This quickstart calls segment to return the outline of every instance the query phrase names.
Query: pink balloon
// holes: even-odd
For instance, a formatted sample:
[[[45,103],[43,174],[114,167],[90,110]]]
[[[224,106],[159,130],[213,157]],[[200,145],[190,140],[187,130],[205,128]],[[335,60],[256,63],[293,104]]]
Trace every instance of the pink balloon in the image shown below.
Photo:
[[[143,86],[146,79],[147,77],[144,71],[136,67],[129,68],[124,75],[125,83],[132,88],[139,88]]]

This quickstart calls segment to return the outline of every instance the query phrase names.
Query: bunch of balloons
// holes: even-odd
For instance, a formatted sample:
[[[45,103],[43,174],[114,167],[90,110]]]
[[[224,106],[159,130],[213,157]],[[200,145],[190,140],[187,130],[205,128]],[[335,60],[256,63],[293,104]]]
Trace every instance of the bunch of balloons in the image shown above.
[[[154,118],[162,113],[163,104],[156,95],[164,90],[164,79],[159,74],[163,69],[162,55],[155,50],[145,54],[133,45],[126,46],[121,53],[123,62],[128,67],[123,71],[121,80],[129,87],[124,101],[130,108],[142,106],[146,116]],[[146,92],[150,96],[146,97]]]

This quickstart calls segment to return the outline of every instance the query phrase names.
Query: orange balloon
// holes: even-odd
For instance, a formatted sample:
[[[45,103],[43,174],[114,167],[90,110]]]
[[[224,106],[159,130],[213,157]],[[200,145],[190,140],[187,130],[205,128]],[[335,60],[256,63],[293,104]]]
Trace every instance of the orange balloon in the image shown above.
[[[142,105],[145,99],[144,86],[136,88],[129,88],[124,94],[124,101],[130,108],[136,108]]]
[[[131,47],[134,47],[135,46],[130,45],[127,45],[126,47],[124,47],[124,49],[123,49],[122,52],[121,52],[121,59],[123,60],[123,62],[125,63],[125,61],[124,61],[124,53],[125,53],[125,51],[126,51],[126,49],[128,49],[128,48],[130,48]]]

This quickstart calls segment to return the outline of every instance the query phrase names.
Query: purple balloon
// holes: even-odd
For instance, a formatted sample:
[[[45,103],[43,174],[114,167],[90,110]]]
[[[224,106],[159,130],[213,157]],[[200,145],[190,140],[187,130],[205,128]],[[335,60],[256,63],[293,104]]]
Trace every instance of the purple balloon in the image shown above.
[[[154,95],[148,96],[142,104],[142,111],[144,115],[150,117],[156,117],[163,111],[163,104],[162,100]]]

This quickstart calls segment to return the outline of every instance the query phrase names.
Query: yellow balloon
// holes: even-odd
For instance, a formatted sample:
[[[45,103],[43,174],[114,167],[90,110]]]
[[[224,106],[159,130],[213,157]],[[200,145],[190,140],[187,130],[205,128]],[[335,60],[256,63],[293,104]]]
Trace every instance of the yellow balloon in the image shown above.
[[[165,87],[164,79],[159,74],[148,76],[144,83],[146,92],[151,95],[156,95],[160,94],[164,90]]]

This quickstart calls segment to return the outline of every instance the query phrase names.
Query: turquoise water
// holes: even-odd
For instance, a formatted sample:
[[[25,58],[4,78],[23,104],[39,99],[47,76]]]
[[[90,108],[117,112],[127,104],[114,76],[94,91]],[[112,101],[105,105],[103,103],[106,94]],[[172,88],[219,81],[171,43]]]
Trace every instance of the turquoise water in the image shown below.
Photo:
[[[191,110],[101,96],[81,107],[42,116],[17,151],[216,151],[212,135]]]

→ Given task:
List each line above that contains the word "image", reproducing every such line in full.

→ Full response:
Trace every instance of the pink balloon in the image shown below.
Trace every instance of the bunch of balloons in the image shown above.
Trace every instance of the orange balloon in the image shown above.
Trace every instance of the purple balloon in the image shown above.
Trace every instance of the yellow balloon in the image shown above.
Trace every instance of the turquoise water in the image shown below.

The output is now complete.